WHAT IS REQUIRED ->
Reproduce the material from the line holding "of the street" through the line holding "<point>358,643</point>", inclusive, swapping every "keypoint" for "marker" and leaving all else as it stands.

INPUT ->

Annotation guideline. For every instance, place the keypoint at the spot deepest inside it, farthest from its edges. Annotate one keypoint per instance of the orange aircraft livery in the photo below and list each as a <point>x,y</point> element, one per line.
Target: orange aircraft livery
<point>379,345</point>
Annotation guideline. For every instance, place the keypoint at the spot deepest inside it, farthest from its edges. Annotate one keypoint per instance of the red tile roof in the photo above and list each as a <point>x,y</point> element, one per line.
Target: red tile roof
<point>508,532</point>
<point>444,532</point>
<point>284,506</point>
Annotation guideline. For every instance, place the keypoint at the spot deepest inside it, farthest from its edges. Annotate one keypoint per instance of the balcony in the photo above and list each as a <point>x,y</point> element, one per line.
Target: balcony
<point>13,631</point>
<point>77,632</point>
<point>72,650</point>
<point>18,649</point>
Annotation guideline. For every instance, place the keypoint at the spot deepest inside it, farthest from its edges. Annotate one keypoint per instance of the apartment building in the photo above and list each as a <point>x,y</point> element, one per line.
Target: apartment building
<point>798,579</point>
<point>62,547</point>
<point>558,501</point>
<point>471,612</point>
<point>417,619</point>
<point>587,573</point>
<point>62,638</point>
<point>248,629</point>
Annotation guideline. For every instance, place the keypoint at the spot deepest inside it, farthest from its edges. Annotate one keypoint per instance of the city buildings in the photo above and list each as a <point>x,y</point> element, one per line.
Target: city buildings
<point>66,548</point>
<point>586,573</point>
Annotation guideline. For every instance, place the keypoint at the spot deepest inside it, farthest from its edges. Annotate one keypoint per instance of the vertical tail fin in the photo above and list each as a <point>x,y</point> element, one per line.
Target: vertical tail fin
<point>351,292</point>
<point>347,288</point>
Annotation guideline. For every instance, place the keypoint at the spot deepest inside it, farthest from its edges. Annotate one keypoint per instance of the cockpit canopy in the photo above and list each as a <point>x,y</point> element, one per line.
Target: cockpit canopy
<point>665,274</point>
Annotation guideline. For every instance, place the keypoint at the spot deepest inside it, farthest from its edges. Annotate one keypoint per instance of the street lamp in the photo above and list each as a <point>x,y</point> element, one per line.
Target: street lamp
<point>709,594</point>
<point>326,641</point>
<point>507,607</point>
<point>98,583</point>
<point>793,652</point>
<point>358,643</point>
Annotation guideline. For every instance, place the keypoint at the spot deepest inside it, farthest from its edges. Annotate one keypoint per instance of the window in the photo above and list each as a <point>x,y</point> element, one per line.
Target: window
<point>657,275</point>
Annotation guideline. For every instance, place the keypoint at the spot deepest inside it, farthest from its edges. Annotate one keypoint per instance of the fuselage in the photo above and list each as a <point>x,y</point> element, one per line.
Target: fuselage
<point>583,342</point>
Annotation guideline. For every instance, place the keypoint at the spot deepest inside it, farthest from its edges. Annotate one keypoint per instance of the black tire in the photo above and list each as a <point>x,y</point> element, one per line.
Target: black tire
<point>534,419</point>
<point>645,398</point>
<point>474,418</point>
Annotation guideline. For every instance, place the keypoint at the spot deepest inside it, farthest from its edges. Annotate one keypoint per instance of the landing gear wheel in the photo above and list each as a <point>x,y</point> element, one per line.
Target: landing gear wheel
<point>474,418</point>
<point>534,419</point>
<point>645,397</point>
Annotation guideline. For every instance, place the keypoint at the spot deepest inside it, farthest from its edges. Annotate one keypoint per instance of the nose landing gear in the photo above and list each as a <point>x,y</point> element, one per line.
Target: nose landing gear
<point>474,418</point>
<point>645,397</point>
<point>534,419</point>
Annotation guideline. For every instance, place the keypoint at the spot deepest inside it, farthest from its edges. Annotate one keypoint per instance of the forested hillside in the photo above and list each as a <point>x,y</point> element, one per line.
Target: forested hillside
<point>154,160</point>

ANSWER TO THIS PROBLEM ->
Annotation guideline. For every instance, place the marker at the spot deepest inside it, farthest from its edges. Annotate one marker per instance of the street lamp in the photo above and list each as a <point>x,y</point> element, one per line.
Target: street lamp
<point>709,594</point>
<point>326,641</point>
<point>507,607</point>
<point>98,583</point>
<point>793,652</point>
<point>358,643</point>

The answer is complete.